# [PROBLEM STATEMENT]
How do the records below read from their first line through the line containing "Isolate each waterfall in the picture above."? Write those lines out exactly.

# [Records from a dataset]
»»

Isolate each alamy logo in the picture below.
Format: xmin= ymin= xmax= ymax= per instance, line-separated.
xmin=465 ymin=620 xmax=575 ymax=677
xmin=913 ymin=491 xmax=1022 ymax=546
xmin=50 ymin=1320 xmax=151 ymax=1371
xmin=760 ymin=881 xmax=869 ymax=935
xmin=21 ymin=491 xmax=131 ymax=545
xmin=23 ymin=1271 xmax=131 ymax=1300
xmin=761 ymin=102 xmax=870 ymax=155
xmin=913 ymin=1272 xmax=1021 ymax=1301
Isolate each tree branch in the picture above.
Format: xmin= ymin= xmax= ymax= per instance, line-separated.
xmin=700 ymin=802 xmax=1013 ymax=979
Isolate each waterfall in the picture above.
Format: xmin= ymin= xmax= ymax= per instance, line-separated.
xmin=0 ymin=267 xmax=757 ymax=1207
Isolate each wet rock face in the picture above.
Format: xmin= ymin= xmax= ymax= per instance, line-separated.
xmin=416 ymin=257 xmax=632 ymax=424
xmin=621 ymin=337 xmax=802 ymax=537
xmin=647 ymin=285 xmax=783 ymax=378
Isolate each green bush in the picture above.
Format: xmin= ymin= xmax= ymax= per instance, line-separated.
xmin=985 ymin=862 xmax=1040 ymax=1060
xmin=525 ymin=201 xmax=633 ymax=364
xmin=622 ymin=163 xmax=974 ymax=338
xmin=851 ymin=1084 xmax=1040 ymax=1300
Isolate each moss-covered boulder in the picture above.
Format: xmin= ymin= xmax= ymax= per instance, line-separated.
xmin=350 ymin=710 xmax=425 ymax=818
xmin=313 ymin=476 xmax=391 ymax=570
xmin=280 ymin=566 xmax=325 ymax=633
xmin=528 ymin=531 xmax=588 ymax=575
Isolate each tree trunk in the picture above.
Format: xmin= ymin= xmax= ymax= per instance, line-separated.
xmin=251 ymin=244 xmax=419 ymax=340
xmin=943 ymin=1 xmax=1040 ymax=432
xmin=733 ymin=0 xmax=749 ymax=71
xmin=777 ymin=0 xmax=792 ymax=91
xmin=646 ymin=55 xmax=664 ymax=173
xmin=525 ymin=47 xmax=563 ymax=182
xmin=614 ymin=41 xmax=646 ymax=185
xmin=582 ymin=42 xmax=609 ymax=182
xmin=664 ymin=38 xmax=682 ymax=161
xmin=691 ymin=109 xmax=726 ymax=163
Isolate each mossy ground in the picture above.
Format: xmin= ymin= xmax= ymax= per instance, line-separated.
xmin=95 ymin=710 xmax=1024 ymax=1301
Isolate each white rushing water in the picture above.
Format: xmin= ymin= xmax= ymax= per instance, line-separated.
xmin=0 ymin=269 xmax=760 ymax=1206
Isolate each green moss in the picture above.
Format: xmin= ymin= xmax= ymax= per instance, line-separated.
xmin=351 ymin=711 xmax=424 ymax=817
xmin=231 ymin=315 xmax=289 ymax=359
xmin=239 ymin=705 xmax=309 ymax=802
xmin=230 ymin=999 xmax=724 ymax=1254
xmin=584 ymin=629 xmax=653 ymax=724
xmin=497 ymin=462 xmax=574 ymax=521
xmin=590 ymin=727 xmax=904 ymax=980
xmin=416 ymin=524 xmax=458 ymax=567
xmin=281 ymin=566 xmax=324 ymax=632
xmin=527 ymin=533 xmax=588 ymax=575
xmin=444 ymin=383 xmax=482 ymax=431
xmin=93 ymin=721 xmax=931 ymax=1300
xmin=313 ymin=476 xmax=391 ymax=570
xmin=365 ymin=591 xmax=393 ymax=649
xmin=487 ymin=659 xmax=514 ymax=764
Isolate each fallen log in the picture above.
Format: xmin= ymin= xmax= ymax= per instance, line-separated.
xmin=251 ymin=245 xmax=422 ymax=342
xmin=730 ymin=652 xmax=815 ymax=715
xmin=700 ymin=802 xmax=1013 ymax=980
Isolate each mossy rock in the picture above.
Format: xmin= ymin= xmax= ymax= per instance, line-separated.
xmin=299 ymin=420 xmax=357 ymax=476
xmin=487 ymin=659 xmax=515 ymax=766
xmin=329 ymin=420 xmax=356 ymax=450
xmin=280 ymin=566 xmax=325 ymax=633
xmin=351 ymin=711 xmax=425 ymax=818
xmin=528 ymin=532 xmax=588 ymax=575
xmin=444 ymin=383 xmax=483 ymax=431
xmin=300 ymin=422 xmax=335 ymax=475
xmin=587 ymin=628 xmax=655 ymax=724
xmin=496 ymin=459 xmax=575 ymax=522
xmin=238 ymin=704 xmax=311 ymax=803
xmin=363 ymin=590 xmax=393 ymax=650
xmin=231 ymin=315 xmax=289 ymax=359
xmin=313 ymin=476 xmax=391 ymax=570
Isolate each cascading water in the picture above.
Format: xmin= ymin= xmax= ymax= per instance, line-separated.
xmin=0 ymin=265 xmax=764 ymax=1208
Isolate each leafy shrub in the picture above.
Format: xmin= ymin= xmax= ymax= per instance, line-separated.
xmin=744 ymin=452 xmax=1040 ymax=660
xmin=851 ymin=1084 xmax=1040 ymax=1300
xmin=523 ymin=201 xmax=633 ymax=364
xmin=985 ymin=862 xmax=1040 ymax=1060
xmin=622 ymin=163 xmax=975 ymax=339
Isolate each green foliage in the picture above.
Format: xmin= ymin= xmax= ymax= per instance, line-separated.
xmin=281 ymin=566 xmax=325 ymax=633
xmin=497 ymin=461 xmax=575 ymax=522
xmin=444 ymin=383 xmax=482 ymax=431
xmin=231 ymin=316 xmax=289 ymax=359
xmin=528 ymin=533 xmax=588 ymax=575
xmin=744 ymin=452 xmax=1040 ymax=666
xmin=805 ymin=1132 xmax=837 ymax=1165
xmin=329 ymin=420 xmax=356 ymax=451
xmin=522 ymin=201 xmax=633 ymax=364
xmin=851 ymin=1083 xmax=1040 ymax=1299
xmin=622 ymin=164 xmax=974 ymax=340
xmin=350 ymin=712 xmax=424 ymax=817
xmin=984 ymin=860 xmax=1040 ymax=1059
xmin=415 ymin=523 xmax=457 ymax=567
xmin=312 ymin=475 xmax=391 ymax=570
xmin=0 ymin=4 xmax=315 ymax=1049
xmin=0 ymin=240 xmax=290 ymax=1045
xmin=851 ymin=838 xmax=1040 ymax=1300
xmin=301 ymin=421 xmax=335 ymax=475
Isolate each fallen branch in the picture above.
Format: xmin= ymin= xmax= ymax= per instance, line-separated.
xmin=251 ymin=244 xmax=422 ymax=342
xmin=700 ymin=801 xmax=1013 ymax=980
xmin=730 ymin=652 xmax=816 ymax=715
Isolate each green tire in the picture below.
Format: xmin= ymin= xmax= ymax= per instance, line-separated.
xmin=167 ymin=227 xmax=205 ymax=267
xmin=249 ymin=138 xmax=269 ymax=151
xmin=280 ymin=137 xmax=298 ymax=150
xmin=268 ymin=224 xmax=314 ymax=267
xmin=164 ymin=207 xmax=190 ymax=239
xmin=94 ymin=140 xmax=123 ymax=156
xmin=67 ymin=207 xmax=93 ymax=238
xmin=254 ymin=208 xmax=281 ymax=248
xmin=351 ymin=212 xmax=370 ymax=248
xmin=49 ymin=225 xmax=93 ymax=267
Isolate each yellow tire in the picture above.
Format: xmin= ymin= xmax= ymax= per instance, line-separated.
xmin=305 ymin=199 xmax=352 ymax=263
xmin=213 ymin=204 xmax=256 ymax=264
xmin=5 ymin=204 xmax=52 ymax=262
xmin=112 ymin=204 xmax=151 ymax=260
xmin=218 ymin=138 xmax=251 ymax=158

««

# [REPLY]
Isolate each alamy logo in the picture below.
Format: xmin= ymin= xmax= ymax= per instance, line-separated.
xmin=465 ymin=620 xmax=575 ymax=677
xmin=913 ymin=491 xmax=1022 ymax=546
xmin=50 ymin=1320 xmax=151 ymax=1371
xmin=760 ymin=881 xmax=869 ymax=935
xmin=21 ymin=491 xmax=131 ymax=545
xmin=23 ymin=1271 xmax=131 ymax=1300
xmin=761 ymin=102 xmax=870 ymax=155
xmin=913 ymin=1272 xmax=1021 ymax=1301
Isolate each tree branch in the picture above.
Format: xmin= ymin= xmax= ymax= per instance, line-separated.
xmin=700 ymin=802 xmax=1013 ymax=979
Isolate each waterfall in the picture above.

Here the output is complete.